### Aim of the exercise:
Please rewrite everything from the start of the records down to the line containing "389,0 -> 533,83", requests included, and add 99 to every coordinate in the answer boxes. Leave the requests and their sample box formats unchanged.

Detection annotation records
......
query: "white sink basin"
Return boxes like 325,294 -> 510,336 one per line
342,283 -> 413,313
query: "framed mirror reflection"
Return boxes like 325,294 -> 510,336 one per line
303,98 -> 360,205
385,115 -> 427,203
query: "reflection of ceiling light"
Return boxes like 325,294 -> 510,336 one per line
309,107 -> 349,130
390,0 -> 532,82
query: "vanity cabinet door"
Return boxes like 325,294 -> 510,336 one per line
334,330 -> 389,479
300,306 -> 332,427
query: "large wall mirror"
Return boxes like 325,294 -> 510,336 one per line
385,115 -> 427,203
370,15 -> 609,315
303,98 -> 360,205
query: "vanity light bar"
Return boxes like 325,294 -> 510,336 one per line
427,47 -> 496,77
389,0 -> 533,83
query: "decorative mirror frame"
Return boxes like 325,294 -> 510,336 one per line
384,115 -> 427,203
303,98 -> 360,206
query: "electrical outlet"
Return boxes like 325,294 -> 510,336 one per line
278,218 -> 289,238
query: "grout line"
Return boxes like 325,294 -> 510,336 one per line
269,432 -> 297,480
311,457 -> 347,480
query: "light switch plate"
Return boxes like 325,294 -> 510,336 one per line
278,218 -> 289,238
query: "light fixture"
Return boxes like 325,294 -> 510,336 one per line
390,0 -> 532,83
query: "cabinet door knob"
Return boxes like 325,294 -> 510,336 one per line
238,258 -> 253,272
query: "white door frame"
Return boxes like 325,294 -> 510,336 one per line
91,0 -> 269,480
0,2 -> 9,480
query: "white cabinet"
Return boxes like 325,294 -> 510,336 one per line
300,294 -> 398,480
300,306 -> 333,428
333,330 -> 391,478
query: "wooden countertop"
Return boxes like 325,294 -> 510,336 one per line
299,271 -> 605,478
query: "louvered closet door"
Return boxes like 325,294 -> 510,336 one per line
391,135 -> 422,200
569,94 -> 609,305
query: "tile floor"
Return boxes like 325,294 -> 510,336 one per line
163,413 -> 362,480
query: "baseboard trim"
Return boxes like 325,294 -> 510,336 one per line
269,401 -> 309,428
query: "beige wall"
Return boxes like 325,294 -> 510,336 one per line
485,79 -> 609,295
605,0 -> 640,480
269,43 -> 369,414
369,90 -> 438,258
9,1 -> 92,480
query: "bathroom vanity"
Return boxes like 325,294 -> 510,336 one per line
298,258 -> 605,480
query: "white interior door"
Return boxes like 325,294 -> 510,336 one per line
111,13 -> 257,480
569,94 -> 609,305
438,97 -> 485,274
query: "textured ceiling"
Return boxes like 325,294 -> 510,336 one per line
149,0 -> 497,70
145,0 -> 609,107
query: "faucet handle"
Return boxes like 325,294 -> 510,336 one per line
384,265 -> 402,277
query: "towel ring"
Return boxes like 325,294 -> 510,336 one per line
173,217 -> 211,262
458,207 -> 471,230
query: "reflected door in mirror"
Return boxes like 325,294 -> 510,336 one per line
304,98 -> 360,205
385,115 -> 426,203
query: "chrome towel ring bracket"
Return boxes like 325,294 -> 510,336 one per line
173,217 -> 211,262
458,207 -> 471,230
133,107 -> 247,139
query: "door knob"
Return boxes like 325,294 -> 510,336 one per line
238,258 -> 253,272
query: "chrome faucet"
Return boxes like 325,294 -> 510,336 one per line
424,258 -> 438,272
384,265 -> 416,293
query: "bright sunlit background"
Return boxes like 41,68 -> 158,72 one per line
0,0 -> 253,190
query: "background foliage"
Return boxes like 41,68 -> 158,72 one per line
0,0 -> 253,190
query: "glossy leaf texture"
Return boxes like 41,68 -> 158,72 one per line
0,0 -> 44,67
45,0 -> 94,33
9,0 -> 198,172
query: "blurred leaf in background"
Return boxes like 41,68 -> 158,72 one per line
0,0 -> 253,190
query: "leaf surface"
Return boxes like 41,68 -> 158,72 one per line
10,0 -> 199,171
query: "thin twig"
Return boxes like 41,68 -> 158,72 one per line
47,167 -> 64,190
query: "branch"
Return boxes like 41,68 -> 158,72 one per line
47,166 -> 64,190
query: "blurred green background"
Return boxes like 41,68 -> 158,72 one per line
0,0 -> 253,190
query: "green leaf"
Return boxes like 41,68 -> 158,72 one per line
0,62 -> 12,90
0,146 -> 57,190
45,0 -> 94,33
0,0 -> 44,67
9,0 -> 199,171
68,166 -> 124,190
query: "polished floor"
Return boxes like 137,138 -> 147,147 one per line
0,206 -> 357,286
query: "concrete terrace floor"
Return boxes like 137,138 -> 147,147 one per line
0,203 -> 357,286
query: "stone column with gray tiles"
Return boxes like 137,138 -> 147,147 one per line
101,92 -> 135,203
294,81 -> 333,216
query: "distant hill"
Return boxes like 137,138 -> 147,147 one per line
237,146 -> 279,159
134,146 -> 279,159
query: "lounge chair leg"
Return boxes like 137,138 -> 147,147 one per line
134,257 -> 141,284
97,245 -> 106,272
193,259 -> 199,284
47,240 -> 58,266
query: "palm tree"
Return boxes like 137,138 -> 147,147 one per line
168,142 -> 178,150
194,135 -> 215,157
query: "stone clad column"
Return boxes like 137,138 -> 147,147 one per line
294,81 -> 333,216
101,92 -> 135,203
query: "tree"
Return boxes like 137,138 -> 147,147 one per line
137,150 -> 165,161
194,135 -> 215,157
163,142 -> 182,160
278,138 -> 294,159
......
### Answer in full:
query: "white sink basin"
Return boxes like 325,294 -> 510,336 one per line
441,382 -> 512,412
query: "framed mirror reflection"
Return boxes like 325,294 -> 510,336 one per line
402,197 -> 459,304
484,214 -> 526,302
query: "reflection of ceiling light"
Return boxes like 325,294 -> 510,336 one per line
408,206 -> 448,229
489,99 -> 631,181
query: "vanity cabinet door"
Return boxes like 325,294 -> 510,336 one per line
433,429 -> 488,578
399,405 -> 431,526
query: "large wall mirror"
Return boxes like 325,294 -> 510,336 one per line
484,214 -> 526,302
469,114 -> 708,414
402,197 -> 459,304
query: "vanity light bar"
Return boxes like 325,294 -> 510,336 one per line
526,146 -> 595,176
488,99 -> 632,182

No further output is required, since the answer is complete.